What you should do
Throughout the listing below, show every line in which "tree" occurs.

Data in this exercise
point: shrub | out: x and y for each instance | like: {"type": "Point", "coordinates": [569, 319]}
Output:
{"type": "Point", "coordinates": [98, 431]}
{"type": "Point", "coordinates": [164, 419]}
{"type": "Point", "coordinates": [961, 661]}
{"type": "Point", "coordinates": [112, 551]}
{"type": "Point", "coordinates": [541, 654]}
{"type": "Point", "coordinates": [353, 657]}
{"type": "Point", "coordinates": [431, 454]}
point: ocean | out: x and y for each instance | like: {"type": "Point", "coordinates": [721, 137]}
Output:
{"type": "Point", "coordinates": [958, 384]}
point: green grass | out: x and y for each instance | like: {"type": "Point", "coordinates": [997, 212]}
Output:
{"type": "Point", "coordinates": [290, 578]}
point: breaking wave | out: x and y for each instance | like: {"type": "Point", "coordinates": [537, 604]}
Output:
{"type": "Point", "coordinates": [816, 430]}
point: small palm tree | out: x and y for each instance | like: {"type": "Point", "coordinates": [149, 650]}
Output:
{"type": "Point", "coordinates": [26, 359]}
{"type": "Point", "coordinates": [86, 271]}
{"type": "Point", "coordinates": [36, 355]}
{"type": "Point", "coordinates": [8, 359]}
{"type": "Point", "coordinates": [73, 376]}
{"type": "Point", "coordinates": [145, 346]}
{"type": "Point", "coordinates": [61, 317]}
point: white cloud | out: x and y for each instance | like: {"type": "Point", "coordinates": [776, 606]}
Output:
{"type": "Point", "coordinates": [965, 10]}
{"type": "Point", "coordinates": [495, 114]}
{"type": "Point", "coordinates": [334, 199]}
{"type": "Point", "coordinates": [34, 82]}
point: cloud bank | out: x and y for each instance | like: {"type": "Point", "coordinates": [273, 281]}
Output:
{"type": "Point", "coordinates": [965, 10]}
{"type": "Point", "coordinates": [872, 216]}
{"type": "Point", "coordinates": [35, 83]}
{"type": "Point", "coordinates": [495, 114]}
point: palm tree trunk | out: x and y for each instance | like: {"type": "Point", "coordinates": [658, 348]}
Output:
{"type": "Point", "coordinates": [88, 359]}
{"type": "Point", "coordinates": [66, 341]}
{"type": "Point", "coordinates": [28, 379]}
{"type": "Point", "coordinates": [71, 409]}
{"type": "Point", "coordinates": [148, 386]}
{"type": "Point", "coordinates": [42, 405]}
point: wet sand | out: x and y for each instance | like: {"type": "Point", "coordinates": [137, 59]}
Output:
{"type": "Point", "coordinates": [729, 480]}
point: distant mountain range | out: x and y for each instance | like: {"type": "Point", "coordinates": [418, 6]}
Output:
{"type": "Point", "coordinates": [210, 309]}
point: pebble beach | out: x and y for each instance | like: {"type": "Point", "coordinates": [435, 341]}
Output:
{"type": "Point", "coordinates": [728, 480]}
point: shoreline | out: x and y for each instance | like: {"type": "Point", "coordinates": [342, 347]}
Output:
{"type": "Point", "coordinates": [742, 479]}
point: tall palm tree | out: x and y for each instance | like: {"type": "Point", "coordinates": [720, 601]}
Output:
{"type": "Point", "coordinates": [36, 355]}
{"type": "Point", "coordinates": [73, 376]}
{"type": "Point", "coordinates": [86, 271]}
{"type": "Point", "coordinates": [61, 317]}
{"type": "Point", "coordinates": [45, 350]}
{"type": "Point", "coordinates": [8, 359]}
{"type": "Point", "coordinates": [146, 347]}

Answer box
point: small palm tree | out: x and y for each instance | like: {"type": "Point", "coordinates": [149, 650]}
point: palm tree trunk | out: x and y for each instance | like: {"type": "Point", "coordinates": [658, 348]}
point: tall palm tree | out: x and y for each instance | like: {"type": "Point", "coordinates": [720, 601]}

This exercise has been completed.